» **Document extract**
----------------

Re: [sqlite] Slow JOIN on two indexed text fields. Why?????

2009-12-01 Thread sorka

Thank you! That was it. I've been pulling my hair out over this all day.
I should have seen it. I've never used STRING in my own tables and I
inherited this from someone else and didn't even think twice that the type
difference would be the issue.

Thanks you again.


sorka wrote:
> 
> This is driving me nuts. I have two tables I'm trying to join together on
> two text fields.
> 
> CREATE TABLE tmp_role (  programId   INTEGER,
>   roleNameINTEGER,
>   positionINTEGER,
>   isNew   BOOL,
>   personIdINTEGER,
>   nameSTRING);
> 
> This table has up to a few dozen records at any one time.
> 
> AND
> 
> CREATE TABLE person (
> personId INTEGER PRIMARY KEY,
> name text UNIQUE
> );
> 
> This table has 10s of thousands of records.
> 
> If I do this query:
> SELECT person.ROWID FROM tmp_role JOIN person ON tmp_role.name =
> person.name;
> 
> to find the ROWID of each row in person who's name matches that of the
> name in tmp_role, it takes about 1 second per matcha really long time.
> 
> However, if I instead take each of names in tmp_role and do a seperate
> select like this:
> SELECT ROWID FROM person WHERE name = "Carell|Steve"; 
> 
> and do it for each name, the search takes only a few ms for few dozen
> records in tmp_role.
> 
> Now the real problem I'm trying to solve is an UPDATE like this:
> 
> UPDATE tmp_role SET personId = (SELECT ROWID FROM person WHERE
> tmp_role.name = person.name);
> 
> If I break this up into a bunch of different statements to iterate through
> the records in tmp_role and then execute a single statement for each name,
> I can accomplish this update statement fairly quickly, but as it is
> authored above, it's taking about 24 seconds for 24 records or about 1000
> times longer than if I do it the long way :(
> 
> 
> 
> 
> 
> 

-- 
View this message in context: 
http://old.nabble.com/Slow-JOIN-on-two-indexed-text-fields.-Why--tp26601433p26602612.html
Sent from the SQLite mailing list archive at Nabble.com.

___
sqlite-users mailing list
sqlite-users@sqlite.org
http://sqlite.org:8080/cgi-bin/mailman/listinfo/sqlite-users


Re: [sqlite] Slow JOIN on two indexed text fields. Why?????

2009-12-01 Thread Igor Tandetnik
Igor Tandetnik  wrote:
> sorka  wrote:
>> This is driving me nuts. I have two tables I'm trying to join
>> together on two text fields.
>> 
>> CREATE TABLE tmp_role (  programId   INTEGER,
>>  roleNameINTEGER,
>>  positionINTEGER,
>>  isNew   BOOL,
>>  personIdINTEGER,
>>  nameSTRING);
>> 
>> This table has up to a few dozen records at any one time.

----------------

In the original post that the first reply of the SQLite thread quotes, what SQL statements appear? Give each one's command and the table or tables it names. The listing that comes next has no connection to the SQLite thread.

» **Collected material**
----------------

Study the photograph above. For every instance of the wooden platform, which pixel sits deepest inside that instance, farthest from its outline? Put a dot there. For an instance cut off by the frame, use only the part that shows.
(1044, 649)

----------------

» **Worked solution**
- CREATE TABLE, defining tmp_role
- CREATE TABLE, defining person
- SELECT person.ROWID, from tmp_role joined with person on the name fields
- SELECT ROWID, from person where name = "Carell|Steve"
- UPDATE, on tmp_role, setting personId from a subquery on person